→ **Required task**
Please transcribe the listing below in full and word for word, without its pictures.

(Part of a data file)
— Start —

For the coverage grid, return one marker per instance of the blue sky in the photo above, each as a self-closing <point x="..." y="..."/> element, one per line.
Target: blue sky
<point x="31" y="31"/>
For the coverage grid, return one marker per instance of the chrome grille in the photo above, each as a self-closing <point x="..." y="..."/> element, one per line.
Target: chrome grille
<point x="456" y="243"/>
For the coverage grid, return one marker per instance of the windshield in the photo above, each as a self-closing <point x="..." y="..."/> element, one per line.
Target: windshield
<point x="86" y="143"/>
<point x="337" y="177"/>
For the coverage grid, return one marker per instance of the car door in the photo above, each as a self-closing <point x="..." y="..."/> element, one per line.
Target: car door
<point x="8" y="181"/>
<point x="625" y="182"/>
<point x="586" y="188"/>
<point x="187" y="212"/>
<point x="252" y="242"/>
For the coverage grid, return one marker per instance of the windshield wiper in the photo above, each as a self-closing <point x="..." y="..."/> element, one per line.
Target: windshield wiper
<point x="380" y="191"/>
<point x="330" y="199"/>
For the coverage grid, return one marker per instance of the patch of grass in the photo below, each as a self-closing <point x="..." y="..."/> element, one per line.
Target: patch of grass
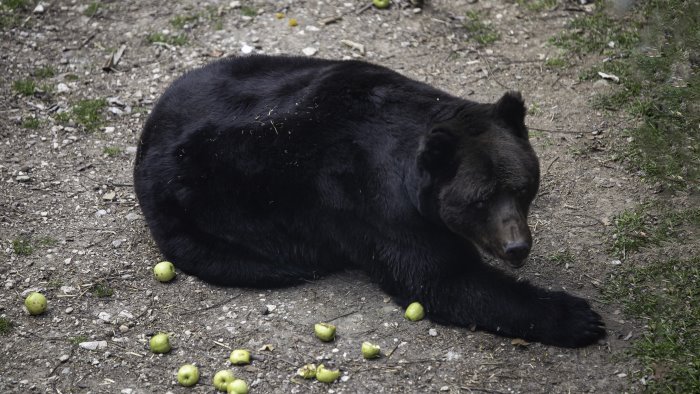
<point x="479" y="31"/>
<point x="248" y="11"/>
<point x="111" y="151"/>
<point x="534" y="109"/>
<point x="31" y="123"/>
<point x="176" y="39"/>
<point x="650" y="224"/>
<point x="88" y="113"/>
<point x="102" y="290"/>
<point x="78" y="339"/>
<point x="92" y="8"/>
<point x="665" y="295"/>
<point x="655" y="55"/>
<point x="5" y="326"/>
<point x="538" y="5"/>
<point x="44" y="72"/>
<point x="180" y="21"/>
<point x="25" y="87"/>
<point x="46" y="242"/>
<point x="556" y="62"/>
<point x="22" y="246"/>
<point x="594" y="33"/>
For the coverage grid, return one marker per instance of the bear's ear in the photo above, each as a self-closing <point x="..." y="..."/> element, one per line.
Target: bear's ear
<point x="437" y="148"/>
<point x="511" y="110"/>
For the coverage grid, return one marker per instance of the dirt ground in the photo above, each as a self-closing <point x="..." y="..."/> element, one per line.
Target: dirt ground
<point x="74" y="202"/>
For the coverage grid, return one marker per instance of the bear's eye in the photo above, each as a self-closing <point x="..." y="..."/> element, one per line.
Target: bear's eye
<point x="479" y="204"/>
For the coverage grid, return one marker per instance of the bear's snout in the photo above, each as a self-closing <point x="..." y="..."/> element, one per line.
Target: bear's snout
<point x="516" y="252"/>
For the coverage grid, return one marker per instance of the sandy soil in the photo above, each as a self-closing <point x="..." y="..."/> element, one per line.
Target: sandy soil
<point x="75" y="204"/>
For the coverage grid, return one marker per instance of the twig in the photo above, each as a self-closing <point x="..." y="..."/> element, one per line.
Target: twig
<point x="343" y="315"/>
<point x="481" y="389"/>
<point x="551" y="164"/>
<point x="85" y="42"/>
<point x="555" y="131"/>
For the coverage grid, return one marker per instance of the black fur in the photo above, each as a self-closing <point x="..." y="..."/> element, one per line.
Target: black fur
<point x="264" y="171"/>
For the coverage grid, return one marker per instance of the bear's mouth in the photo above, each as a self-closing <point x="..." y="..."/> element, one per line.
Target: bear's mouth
<point x="514" y="257"/>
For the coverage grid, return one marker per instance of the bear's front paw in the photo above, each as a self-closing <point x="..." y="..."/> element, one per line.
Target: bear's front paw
<point x="571" y="322"/>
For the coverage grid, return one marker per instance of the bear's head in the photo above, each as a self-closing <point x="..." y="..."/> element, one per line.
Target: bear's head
<point x="479" y="174"/>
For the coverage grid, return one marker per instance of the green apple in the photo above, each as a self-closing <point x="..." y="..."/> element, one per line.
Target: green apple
<point x="326" y="375"/>
<point x="308" y="371"/>
<point x="324" y="331"/>
<point x="160" y="343"/>
<point x="164" y="271"/>
<point x="222" y="379"/>
<point x="369" y="350"/>
<point x="238" y="386"/>
<point x="240" y="357"/>
<point x="381" y="3"/>
<point x="188" y="375"/>
<point x="35" y="303"/>
<point x="415" y="312"/>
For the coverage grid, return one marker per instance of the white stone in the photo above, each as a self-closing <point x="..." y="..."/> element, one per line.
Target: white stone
<point x="309" y="51"/>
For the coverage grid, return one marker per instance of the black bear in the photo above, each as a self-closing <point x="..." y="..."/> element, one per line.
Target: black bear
<point x="265" y="171"/>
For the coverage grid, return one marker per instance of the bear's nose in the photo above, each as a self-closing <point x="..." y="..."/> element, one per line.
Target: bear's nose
<point x="517" y="250"/>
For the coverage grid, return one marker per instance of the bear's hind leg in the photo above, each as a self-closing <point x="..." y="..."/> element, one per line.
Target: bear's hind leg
<point x="229" y="264"/>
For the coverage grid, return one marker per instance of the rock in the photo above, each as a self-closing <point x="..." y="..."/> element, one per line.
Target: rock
<point x="126" y="314"/>
<point x="132" y="216"/>
<point x="93" y="345"/>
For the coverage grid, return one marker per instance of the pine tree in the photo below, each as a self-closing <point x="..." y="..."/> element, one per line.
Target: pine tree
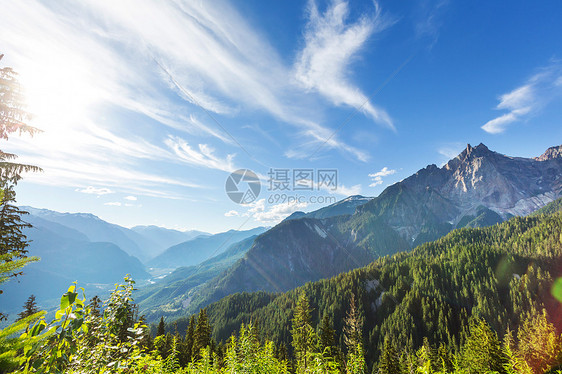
<point x="482" y="350"/>
<point x="389" y="362"/>
<point x="353" y="326"/>
<point x="539" y="344"/>
<point x="161" y="327"/>
<point x="29" y="308"/>
<point x="302" y="332"/>
<point x="327" y="337"/>
<point x="201" y="335"/>
<point x="13" y="117"/>
<point x="188" y="341"/>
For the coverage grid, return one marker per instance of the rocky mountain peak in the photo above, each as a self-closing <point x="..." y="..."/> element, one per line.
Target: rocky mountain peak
<point x="551" y="153"/>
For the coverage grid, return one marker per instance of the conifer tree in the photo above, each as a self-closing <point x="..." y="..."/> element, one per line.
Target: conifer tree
<point x="353" y="326"/>
<point x="302" y="332"/>
<point x="161" y="327"/>
<point x="482" y="350"/>
<point x="327" y="337"/>
<point x="539" y="344"/>
<point x="13" y="117"/>
<point x="389" y="362"/>
<point x="188" y="341"/>
<point x="201" y="334"/>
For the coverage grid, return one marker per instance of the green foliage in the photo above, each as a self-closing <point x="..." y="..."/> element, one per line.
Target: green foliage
<point x="482" y="350"/>
<point x="29" y="308"/>
<point x="501" y="274"/>
<point x="13" y="243"/>
<point x="302" y="332"/>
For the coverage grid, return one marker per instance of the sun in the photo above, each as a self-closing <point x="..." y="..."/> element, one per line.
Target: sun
<point x="59" y="93"/>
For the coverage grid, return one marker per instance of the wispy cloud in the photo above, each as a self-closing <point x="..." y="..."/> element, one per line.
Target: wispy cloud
<point x="94" y="59"/>
<point x="203" y="156"/>
<point x="331" y="43"/>
<point x="95" y="190"/>
<point x="273" y="213"/>
<point x="232" y="213"/>
<point x="428" y="19"/>
<point x="527" y="99"/>
<point x="379" y="175"/>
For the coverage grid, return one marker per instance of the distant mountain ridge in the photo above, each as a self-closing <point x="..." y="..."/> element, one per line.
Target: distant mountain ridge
<point x="194" y="251"/>
<point x="478" y="187"/>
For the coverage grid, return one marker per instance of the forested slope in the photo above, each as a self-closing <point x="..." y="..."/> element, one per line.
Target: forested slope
<point x="501" y="274"/>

— End —

→ **Written answer**
For the coverage grid, return one marker per instance of the blue sky in the photo above, each as a self-closing <point x="..." y="..."/> element, one per line.
Target: blue sky
<point x="31" y="31"/>
For the coverage grid, return one marker per instance of the chrome grille in the photo above, each as a self-closing <point x="..." y="..."/> element, one per line.
Target: chrome grille
<point x="456" y="243"/>
For the coverage grid, return one marker per instance of the windshield in the photo above, each as a self-closing <point x="..." y="..."/> element, one per line.
Target: windshield
<point x="86" y="143"/>
<point x="337" y="177"/>
For the coverage grid, return one marker per instance of the car door in the photo above, each as a self-closing <point x="..." y="..."/> element, one per line.
Target: car door
<point x="8" y="181"/>
<point x="625" y="182"/>
<point x="586" y="188"/>
<point x="187" y="212"/>
<point x="252" y="242"/>
For the coverage grid, return one marker per instance of the windshield wiper in the photo above, each as a self-closing <point x="..." y="..."/> element, one per line.
Target: windshield wiper
<point x="380" y="191"/>
<point x="330" y="199"/>
For the coverage grid, return one marker per instance of the patch of grass in the photo below, each as a self-closing <point x="..." y="..."/> element, one per line.
Target: patch of grass
<point x="479" y="31"/>
<point x="248" y="11"/>
<point x="111" y="151"/>
<point x="534" y="109"/>
<point x="31" y="123"/>
<point x="176" y="39"/>
<point x="650" y="224"/>
<point x="88" y="113"/>
<point x="102" y="290"/>
<point x="78" y="339"/>
<point x="92" y="8"/>
<point x="665" y="295"/>
<point x="655" y="55"/>
<point x="5" y="326"/>
<point x="538" y="5"/>
<point x="44" y="72"/>
<point x="180" y="21"/>
<point x="25" y="87"/>
<point x="46" y="242"/>
<point x="556" y="62"/>
<point x="22" y="246"/>
<point x="594" y="33"/>
For the coverage grid, return one marker per instance of the bear's ear in the photo above, each as a self-closing <point x="..." y="..."/> element, one per line.
Target: bear's ear
<point x="437" y="148"/>
<point x="511" y="110"/>
For the coverage grid, return one marker per instance of the dirt ground in the photo above, each as a self-closing <point x="..." y="..."/> element, one per line.
Target: dirt ground
<point x="74" y="202"/>
For the coverage grid, return one marker per instance of the bear's eye in the photo above, each as a self-closing <point x="..." y="..."/> element, one per line.
Target: bear's eye
<point x="479" y="204"/>
For the coverage grid, return one marker per instance of the bear's snout in the photo above, each as a self-closing <point x="..." y="..."/> element, one per line.
Target: bear's snout
<point x="516" y="252"/>
For the coverage grid, return one marker per instance of the sandy soil in the photo above, each as a self-closing <point x="..." y="..."/> element, one per line.
Target: sandy soil
<point x="75" y="204"/>
For the coverage grid, return one marker per instance of the twig in the photo above, each as a self-closing <point x="..." y="..."/> element, one per line.
Target: twig
<point x="343" y="315"/>
<point x="481" y="389"/>
<point x="551" y="164"/>
<point x="85" y="42"/>
<point x="555" y="131"/>
For the coverage grid, return one marker per instance of the black fur in the photo above, each as a self-closing <point x="..." y="..."/> element, one per line.
Target: black fur
<point x="264" y="171"/>
For the coverage grid, return one marker per instance of the bear's mouth in the photo above, each as a self-closing <point x="..." y="..."/> element, one per line.
Target: bear's mouth
<point x="514" y="257"/>
For the coverage grid, return one marker per instance of the bear's front paw in the photo above, each as a self-closing <point x="..." y="..."/> element, one per line.
Target: bear's front paw
<point x="571" y="322"/>
For the coverage grid, return one marker per instance of the bear's head in the photo above, each as a self-closing <point x="..." y="..."/> element, one per line.
Target: bear's head
<point x="479" y="174"/>
For the coverage grid, return one marker per instance of the green apple in the photo above, each as a self-closing <point x="..." y="..."/> element, one per line.
Target: green apple
<point x="326" y="375"/>
<point x="308" y="371"/>
<point x="324" y="331"/>
<point x="160" y="343"/>
<point x="164" y="271"/>
<point x="222" y="379"/>
<point x="369" y="350"/>
<point x="238" y="386"/>
<point x="240" y="357"/>
<point x="381" y="3"/>
<point x="188" y="375"/>
<point x="35" y="303"/>
<point x="415" y="312"/>
For the coverage grid, return one marker per instance of the white stone in the photo above, each as a self-closing <point x="..." y="..."/> element, one per line.
Target: white stone
<point x="309" y="51"/>
For the coverage grid, return one marker per instance of the black bear in the photo above, each as a self-closing <point x="..." y="..."/> element, one per line.
Target: black bear
<point x="265" y="171"/>
For the coverage grid, return one marker per instance of the bear's nose in the photo above, each as a self-closing <point x="..." y="..."/> element, one per line.
Target: bear's nose
<point x="517" y="250"/>
For the coverage grid, return one marker per instance of the bear's hind leg in the photo above, each as a self-closing <point x="..." y="..."/> element, one per line.
Target: bear's hind leg
<point x="229" y="264"/>
For the coverage grid, return one marker per instance of the rock in the photo above, each as a self-closing <point x="..." y="..."/> element, one per line.
Target: rock
<point x="126" y="314"/>
<point x="132" y="216"/>
<point x="93" y="345"/>
For the coverage grid, return one marker per instance of the pine tree in the photo below, each as a self-closing <point x="..." y="..."/> element, one per line.
Target: pine tree
<point x="482" y="350"/>
<point x="389" y="362"/>
<point x="353" y="326"/>
<point x="539" y="344"/>
<point x="161" y="327"/>
<point x="29" y="308"/>
<point x="302" y="332"/>
<point x="327" y="337"/>
<point x="201" y="335"/>
<point x="13" y="117"/>
<point x="188" y="341"/>
For the coverage grid, return one marker per instance of the rocky mountain peak in the photo above, each as a self-closing <point x="..." y="..."/> element, one per line.
Target: rocky mountain peak
<point x="551" y="153"/>
For the coverage grid, return one marker per instance of the conifer tree in the photo above, each as a self-closing <point x="..." y="..."/> element, one per line.
Target: conifer tree
<point x="353" y="326"/>
<point x="302" y="332"/>
<point x="161" y="327"/>
<point x="482" y="350"/>
<point x="327" y="337"/>
<point x="539" y="344"/>
<point x="13" y="117"/>
<point x="389" y="362"/>
<point x="188" y="341"/>
<point x="201" y="334"/>
For the coverage grid, return one marker per instance of the green foliage in the photo above, each as a self-closing <point x="..." y="..."/> element, one per line.
Target: green foliage
<point x="482" y="350"/>
<point x="29" y="308"/>
<point x="501" y="274"/>
<point x="13" y="243"/>
<point x="302" y="332"/>
For the coverage grid, return one marker per instance of the sun in the photo above, each as a self-closing <point x="..." y="..."/> element, one per line.
Target: sun
<point x="59" y="93"/>
For the coverage grid, return one marker per instance of the wispy cloud in the photo above, each as a self-closing <point x="..." y="..."/> element, one per line.
Target: wispy cloud
<point x="94" y="59"/>
<point x="203" y="156"/>
<point x="331" y="43"/>
<point x="95" y="190"/>
<point x="273" y="213"/>
<point x="232" y="213"/>
<point x="428" y="19"/>
<point x="527" y="99"/>
<point x="379" y="175"/>
For the coverage grid, return one marker per instance of the distant mountain ridge in the photo above, each as a self-closing <point x="..." y="..."/> element, one per line.
Target: distant mountain ridge
<point x="194" y="251"/>
<point x="478" y="187"/>
For the coverage grid, return one marker per instance of the forested slope in the photo above, each as a self-closing <point x="..." y="..."/> element, one per line.
Target: forested slope
<point x="501" y="274"/>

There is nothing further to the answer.